_WHAT THE TASK REQUIRES:_
Retype exactly the lines that run from the start of the data to the line holding "Draw the outline of every instance of the standing", including both, and only those.

*** RECORDS FOR THE EXERCISE

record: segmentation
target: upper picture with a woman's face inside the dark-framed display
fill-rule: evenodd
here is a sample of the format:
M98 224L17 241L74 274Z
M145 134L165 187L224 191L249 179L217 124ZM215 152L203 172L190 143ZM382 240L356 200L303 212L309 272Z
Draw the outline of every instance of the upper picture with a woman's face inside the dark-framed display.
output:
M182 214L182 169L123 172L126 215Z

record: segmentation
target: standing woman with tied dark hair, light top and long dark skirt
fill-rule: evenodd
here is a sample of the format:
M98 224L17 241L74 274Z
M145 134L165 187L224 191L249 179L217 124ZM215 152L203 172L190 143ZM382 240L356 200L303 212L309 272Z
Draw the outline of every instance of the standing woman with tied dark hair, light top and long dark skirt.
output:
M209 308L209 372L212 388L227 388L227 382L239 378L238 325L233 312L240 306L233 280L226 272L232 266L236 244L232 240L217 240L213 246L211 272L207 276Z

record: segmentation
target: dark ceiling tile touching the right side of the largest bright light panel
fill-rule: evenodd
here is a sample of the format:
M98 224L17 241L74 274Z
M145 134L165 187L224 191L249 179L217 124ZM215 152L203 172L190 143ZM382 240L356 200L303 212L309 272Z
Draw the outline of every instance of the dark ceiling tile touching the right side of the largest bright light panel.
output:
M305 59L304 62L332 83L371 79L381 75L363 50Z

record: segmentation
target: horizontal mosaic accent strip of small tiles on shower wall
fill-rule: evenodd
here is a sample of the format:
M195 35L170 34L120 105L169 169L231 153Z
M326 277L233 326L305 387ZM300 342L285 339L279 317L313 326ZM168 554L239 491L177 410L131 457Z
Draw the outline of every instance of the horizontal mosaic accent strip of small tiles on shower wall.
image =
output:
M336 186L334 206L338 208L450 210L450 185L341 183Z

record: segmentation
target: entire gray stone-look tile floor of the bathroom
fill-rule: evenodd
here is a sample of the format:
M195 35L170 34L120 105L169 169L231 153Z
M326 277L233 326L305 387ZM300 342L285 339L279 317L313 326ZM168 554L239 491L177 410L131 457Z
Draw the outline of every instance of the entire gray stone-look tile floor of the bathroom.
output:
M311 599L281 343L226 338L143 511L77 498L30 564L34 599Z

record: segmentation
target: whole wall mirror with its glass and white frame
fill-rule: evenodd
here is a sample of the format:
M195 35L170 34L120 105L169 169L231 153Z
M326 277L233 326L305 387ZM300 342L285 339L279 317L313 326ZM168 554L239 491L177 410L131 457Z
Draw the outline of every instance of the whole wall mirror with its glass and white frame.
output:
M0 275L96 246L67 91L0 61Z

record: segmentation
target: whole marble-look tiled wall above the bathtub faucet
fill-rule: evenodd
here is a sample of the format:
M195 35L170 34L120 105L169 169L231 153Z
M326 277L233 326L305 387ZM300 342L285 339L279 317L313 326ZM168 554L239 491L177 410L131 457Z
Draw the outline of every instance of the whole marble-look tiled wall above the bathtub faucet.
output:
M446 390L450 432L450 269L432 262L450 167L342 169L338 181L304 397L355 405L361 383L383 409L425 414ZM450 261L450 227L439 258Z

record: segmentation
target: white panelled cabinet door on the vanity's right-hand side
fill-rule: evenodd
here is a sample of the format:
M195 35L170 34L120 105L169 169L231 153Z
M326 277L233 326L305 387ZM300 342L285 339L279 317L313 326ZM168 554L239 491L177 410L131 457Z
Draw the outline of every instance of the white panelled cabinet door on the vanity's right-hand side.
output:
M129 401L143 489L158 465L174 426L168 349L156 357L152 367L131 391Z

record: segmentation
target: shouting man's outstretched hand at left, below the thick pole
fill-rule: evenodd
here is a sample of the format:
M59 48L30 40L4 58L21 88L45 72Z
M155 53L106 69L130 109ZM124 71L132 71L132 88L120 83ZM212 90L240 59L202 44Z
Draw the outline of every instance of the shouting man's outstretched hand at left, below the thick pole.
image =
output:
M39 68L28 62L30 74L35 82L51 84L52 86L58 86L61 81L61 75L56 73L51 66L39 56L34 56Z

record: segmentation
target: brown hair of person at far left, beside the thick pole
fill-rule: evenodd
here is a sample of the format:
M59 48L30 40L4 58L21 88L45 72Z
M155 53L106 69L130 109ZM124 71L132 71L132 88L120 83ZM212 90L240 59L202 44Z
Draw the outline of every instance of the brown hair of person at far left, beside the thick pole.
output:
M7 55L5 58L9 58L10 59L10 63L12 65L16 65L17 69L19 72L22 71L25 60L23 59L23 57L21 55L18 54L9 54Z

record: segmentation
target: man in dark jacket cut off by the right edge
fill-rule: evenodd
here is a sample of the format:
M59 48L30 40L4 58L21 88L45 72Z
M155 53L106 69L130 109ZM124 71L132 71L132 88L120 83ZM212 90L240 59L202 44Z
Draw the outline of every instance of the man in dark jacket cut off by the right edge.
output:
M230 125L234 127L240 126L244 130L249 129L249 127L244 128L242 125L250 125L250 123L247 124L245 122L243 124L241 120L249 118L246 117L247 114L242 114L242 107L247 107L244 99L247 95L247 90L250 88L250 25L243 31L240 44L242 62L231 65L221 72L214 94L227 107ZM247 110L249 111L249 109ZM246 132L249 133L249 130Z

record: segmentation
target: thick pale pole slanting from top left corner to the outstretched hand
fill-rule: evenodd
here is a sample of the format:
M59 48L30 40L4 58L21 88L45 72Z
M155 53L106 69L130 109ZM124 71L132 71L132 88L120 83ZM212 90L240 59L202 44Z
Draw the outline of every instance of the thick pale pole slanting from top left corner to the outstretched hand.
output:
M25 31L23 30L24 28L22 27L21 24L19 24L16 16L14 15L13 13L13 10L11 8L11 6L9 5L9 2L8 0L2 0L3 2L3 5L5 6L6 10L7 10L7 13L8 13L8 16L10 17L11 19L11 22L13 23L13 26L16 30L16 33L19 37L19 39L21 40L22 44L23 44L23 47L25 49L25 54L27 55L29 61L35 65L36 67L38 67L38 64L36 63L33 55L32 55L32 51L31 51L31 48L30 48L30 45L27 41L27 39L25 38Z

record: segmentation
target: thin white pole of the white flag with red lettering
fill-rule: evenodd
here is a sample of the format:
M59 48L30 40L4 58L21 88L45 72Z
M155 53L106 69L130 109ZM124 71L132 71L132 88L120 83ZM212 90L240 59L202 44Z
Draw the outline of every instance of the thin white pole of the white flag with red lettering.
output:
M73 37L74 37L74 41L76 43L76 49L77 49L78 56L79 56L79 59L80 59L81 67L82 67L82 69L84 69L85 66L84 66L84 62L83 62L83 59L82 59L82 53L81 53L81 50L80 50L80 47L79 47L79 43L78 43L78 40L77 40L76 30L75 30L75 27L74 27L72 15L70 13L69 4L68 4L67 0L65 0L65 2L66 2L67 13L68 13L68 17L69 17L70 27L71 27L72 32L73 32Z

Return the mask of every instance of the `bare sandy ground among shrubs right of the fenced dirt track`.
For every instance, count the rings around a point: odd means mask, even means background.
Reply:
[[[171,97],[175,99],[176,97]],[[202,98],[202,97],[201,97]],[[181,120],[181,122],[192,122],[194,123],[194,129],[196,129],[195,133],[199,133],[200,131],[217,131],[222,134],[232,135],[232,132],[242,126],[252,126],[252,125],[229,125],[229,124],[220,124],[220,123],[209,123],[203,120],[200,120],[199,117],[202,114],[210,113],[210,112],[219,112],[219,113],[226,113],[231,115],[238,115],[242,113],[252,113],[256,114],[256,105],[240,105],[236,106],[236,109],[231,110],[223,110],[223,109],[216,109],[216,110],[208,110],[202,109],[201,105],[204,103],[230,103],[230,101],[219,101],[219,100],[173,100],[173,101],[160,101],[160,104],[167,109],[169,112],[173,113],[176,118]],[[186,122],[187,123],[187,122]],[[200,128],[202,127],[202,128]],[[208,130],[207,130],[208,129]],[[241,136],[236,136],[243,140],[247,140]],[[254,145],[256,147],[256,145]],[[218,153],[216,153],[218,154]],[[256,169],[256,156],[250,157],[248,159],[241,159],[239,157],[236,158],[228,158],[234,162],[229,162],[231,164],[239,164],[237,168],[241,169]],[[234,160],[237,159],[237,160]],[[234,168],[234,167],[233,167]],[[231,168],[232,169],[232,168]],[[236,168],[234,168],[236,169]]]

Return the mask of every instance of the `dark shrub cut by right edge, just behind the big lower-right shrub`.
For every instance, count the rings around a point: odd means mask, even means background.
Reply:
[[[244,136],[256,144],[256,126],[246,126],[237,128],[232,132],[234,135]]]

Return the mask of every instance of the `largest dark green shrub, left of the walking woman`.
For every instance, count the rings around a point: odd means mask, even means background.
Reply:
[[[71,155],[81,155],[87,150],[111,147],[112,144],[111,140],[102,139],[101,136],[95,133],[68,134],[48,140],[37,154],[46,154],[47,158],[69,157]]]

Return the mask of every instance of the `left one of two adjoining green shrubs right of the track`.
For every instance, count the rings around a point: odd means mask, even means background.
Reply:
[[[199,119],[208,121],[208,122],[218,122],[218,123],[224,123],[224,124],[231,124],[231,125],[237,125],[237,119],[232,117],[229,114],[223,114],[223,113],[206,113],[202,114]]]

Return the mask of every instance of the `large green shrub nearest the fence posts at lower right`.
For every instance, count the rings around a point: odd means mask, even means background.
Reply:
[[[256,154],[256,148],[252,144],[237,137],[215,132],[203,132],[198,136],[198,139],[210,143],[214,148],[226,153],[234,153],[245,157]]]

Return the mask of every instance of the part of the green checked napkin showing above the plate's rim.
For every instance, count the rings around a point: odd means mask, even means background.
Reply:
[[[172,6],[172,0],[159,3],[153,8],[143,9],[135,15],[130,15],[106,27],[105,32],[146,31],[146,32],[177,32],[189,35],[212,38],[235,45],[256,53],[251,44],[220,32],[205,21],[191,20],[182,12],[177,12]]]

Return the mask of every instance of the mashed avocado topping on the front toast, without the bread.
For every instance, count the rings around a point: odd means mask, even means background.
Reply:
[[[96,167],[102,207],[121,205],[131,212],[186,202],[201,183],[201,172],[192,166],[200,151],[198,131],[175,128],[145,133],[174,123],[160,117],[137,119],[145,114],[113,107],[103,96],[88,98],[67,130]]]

******

_ANSWER SPACE:_
record: segmentation
target: upper picture with a woman's face inside the dark-framed display
fill-rule: evenodd
here is a sample of the format:
M98 224L17 241L74 274Z
M145 134L165 187L224 191L249 179L217 124ZM215 152L203 172L190 143ZM382 240L356 200L303 212L309 272Z
Draw the outline of every instance of the upper picture with a woman's face inside the dark-framed display.
output:
M182 214L182 169L123 172L126 215Z

record: segmentation
target: standing woman with tied dark hair, light top and long dark skirt
fill-rule: evenodd
here is a sample of the format:
M98 224L17 241L74 274Z
M145 134L165 187L224 191L249 179L217 124ZM215 152L203 172L190 143ZM382 240L356 200L303 212L309 272Z
Draw the outline of every instance of the standing woman with tied dark hair, light top and long dark skirt.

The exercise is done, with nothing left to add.